> **YOUR OBJECTIVE**: Reproduce the data below line for line, without changing a single character.

> **DATASET CONTENT**:
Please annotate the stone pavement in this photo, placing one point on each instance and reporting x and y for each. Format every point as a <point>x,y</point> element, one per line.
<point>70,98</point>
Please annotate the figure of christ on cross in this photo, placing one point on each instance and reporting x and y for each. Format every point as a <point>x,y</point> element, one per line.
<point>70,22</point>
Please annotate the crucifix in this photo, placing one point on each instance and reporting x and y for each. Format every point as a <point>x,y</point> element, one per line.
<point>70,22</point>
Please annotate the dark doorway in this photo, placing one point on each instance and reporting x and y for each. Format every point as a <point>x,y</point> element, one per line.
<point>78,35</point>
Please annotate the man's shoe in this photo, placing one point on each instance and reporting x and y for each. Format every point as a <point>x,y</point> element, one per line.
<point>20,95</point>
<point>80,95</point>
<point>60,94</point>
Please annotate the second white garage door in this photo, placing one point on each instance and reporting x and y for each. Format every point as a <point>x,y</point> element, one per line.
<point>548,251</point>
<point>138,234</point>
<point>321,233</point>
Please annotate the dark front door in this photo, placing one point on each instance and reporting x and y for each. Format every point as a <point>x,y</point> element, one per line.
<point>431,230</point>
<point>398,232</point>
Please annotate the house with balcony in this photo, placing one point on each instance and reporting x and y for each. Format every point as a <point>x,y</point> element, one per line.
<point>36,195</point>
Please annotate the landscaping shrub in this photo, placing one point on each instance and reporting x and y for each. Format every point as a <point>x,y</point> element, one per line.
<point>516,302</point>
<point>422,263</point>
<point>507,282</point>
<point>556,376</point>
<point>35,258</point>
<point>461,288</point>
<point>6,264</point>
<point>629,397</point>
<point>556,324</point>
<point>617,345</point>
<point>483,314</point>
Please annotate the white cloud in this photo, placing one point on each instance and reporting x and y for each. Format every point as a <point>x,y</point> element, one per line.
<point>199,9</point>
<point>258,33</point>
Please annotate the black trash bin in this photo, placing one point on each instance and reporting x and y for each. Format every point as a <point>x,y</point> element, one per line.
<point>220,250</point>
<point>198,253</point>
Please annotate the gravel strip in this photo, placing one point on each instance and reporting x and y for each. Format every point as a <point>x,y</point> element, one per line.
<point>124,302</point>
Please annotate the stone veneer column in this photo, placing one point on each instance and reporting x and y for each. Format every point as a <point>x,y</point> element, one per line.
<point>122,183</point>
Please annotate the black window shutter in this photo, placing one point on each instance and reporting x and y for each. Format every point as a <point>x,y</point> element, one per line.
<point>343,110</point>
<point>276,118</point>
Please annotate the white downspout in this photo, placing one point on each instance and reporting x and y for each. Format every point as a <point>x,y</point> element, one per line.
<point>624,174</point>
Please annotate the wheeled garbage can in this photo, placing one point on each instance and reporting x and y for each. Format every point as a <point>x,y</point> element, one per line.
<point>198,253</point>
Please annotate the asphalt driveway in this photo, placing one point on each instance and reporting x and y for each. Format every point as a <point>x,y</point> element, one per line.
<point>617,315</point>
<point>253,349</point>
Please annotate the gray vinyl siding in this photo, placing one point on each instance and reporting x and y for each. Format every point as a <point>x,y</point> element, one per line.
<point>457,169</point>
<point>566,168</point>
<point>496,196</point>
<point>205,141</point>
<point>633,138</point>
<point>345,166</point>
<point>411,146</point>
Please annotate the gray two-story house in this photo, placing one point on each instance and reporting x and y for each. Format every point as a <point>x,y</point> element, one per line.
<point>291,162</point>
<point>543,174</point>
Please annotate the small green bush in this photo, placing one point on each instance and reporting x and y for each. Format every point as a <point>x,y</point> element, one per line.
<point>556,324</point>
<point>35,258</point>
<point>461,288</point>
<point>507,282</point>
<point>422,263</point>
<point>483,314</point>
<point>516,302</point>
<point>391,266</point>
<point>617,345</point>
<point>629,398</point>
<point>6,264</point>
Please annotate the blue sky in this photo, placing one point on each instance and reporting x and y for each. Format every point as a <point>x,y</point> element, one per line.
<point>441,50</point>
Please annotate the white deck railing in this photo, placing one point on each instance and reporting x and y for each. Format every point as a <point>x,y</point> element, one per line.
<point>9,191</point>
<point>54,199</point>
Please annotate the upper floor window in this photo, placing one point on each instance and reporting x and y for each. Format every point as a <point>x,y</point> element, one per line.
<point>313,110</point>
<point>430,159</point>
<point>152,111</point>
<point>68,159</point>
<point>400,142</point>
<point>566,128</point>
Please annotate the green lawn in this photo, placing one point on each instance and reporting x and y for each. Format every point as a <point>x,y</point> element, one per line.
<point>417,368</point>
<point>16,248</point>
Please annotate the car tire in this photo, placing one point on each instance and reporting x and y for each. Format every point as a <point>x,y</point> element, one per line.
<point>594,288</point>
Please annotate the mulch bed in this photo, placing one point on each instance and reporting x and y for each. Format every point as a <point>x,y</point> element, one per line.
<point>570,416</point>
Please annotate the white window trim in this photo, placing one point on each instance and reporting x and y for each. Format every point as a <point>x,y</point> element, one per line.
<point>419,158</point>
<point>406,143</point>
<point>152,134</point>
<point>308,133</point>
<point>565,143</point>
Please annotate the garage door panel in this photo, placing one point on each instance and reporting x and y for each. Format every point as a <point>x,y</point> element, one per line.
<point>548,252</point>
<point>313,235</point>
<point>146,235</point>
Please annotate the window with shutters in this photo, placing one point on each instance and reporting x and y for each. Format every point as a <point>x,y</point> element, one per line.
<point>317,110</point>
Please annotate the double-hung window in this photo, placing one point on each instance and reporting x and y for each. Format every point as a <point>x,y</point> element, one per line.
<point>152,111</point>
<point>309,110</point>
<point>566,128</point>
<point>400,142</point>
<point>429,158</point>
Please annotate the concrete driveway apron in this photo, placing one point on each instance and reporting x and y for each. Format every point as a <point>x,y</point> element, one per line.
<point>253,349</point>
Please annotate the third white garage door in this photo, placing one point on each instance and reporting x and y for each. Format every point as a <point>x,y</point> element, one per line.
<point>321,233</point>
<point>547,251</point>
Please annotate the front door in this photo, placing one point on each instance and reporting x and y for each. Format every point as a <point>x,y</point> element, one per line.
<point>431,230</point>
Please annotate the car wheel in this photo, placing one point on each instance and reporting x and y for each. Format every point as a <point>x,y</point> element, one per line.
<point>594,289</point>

> **EXERCISE SOLUTION**:
Please annotate the stone pavement in this photo, placing one point on each instance and reporting x and y for each. Format every point as a <point>x,y</point> element, one per line.
<point>70,98</point>
Please annotate the figure of christ on cross in this photo, placing one point on each instance and reporting x and y for each. Format every point as a <point>x,y</point> element, one per line.
<point>70,22</point>
Please annotate the crucifix in this photo, placing one point on each instance and reporting x and y for each. Format every point as a <point>x,y</point> element, one per line.
<point>70,22</point>
Please annotate the dark doorway in this photo, placing one point on each instance and reporting x and y for each. Format every point as a <point>x,y</point> element, one per line.
<point>78,35</point>
Please annotate the man's shoe in this photo, placing one point on each instance and reporting x and y for each. Format every point as a <point>x,y</point> element, one per line.
<point>20,95</point>
<point>80,95</point>
<point>60,94</point>
Please annotate the second white garage door in this photo, placing one point on each instance and reporting x and y for each. Format every point as a <point>x,y</point> element, one per line.
<point>548,251</point>
<point>138,234</point>
<point>321,233</point>
Please annotate the dark front door in this photo, placing one point on each instance and reporting x and y for each. Format every point as a <point>x,y</point> element, one per line.
<point>431,230</point>
<point>398,232</point>
Please annotate the house with balcony in this photo, placing one point on each instance and reporting x and y for each. Format every point as a <point>x,y</point> element, one per line.
<point>36,195</point>
Please annotate the landscaping shrub in this photo, placing one point on each instance and reporting x and y for each. Format every point as a <point>x,y</point> element, one per line.
<point>516,302</point>
<point>422,263</point>
<point>507,282</point>
<point>556,376</point>
<point>35,258</point>
<point>461,288</point>
<point>6,264</point>
<point>629,397</point>
<point>556,324</point>
<point>617,345</point>
<point>483,314</point>
Please annotate the white cloud in this photo, placing one point on each instance and reporting x and y for each. Format every point as a <point>x,y</point> element, one per line.
<point>199,9</point>
<point>258,33</point>
Please annotate the black trash bin in this photo, placing one point on each instance and reporting x and y for each. Format every point as a <point>x,y</point> element, one per line.
<point>220,250</point>
<point>198,253</point>
Please annotate the gravel strip in this photo, placing one point on each instance and reporting x and y for each. Format every point as a <point>x,y</point> element, one per line.
<point>124,302</point>
Please annotate the stone veneer column in this photo, placing one point on each instance and reporting x and y for each. Format every point as a <point>x,y</point> element, one per line.
<point>122,183</point>
Please annotate the black window shutter in this photo, placing one point on each instance and reporting x and y for each. Format every point as a <point>x,y</point> element, one per line.
<point>343,110</point>
<point>276,118</point>
Please annotate the white downspout in this photo, placing one point on each instance and reporting x and y for each. Format every point as a <point>x,y</point> element, one per line.
<point>624,174</point>
Please annotate the wheeled garbage can in this photo, placing one point on each instance and reporting x and y for each. Format every point as a <point>x,y</point> element, one per line.
<point>198,253</point>
Please annotate the asphalt driveway in this photo, placing one point on each instance and reporting x and y for each. Format every point as a <point>x,y</point> element, one per line.
<point>617,315</point>
<point>253,349</point>
Please annotate the gray vinyl siding in this photo, placing one point on each instance and reporting x and y for each. Format every point as a <point>x,y</point> element, one per line.
<point>457,169</point>
<point>566,168</point>
<point>496,196</point>
<point>205,141</point>
<point>633,138</point>
<point>345,166</point>
<point>411,146</point>
Please annotate the gray two-story house in this photo, placing one point on each instance and reporting x and y for each. Format every point as a <point>x,y</point> element, one per line.
<point>291,162</point>
<point>543,174</point>
Please annotate the small green bush in this photo, placing one point on each instance and reporting x and y for each. Format every point as a <point>x,y</point> element, one per line.
<point>556,324</point>
<point>35,258</point>
<point>461,288</point>
<point>507,282</point>
<point>422,263</point>
<point>483,314</point>
<point>516,302</point>
<point>391,266</point>
<point>617,345</point>
<point>629,398</point>
<point>6,264</point>
Please annotate the blue sky in this photo, placing one point on each instance and reporting x and y for each. Format every point as a <point>x,y</point> element, one per line.
<point>441,50</point>
Please annotate the white deck railing in this photo, placing one point on each instance and reporting x and y for each. Format every point as a <point>x,y</point> element, one per line.
<point>9,191</point>
<point>54,199</point>
Please annotate the upper floor window in this photo, placing one point on each instance and reporting x and y for each. Format every point as a <point>x,y</point> element, one per line.
<point>313,110</point>
<point>430,159</point>
<point>152,111</point>
<point>68,159</point>
<point>400,142</point>
<point>566,128</point>
Please annotate the green lawn in this photo, placing one point on each instance and reporting x and y for each. Format every point as a <point>x,y</point> element, one per line.
<point>417,368</point>
<point>16,248</point>
Please annotate the car tire in this photo, placing one point on each instance and reporting x and y for each. Format every point as a <point>x,y</point> element, one per line.
<point>594,288</point>
Please annotate the mulch bed in this photo, placing one point on each instance and reporting x and y for each. Format every point as a <point>x,y</point> element, one per line.
<point>570,416</point>
Please annotate the white window trim in this photo, placing one point on each instance and reporting x and y for each. Format every point as a <point>x,y</point> element, one per line.
<point>419,158</point>
<point>406,143</point>
<point>152,134</point>
<point>308,133</point>
<point>565,143</point>
Please annotate the garage door panel in this photo, placing one point on each instance and reporting x and y for each. Format every point as a <point>x,y</point> element, one per line.
<point>548,252</point>
<point>313,235</point>
<point>146,235</point>
Please annotate the window with shutters in this photo, placing one point on each instance and reporting x and y for each. Format every point as a <point>x,y</point> element, one per line.
<point>317,110</point>
Please annotate the double-hung window in this photo, placing one point on each instance and reporting x and y for each. Format every point as a <point>x,y</point> element, one per line.
<point>152,111</point>
<point>309,110</point>
<point>566,128</point>
<point>400,142</point>
<point>429,158</point>
Please annotate the concrete driveway apron in this photo, placing one point on each instance and reporting x and y for each. Format every point as a <point>x,y</point> element, one per line.
<point>253,349</point>
Please annotate the third white garage door in this photo, placing one point on each instance and reporting x and y for each. Format every point as a <point>x,y</point> element, one per line.
<point>321,233</point>
<point>547,251</point>
Please annotate the front door in this photo, placing one point on each instance and reporting x and y for each. Format every point as a <point>x,y</point> element, one per line.
<point>431,230</point>
Please annotate the car wheel in this photo, placing one point on each instance and reporting x and y for each. Format every point as a <point>x,y</point> element, one per line.
<point>594,289</point>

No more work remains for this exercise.